What the task requires: The answer must be a single number: how many lines in the entries hold the string "negative".

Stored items
= = = = = = =
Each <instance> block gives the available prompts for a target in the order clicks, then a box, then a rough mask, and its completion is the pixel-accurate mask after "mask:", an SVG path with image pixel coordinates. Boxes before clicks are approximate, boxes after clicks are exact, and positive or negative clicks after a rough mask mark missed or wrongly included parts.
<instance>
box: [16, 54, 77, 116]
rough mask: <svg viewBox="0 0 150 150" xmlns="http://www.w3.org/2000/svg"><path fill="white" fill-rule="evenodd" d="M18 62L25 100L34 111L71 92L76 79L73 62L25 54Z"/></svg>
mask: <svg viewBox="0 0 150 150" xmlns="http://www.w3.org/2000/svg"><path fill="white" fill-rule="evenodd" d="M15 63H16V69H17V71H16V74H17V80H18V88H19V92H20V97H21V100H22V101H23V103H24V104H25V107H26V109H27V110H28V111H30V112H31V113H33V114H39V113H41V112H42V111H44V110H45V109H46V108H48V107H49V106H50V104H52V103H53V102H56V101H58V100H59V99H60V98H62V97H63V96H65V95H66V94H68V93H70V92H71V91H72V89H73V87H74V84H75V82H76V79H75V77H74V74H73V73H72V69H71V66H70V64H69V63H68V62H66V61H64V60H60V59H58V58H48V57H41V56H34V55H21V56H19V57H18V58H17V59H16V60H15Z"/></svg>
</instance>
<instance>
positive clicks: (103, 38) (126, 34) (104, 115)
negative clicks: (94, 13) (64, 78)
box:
= = = = = = =
Exercise response: 2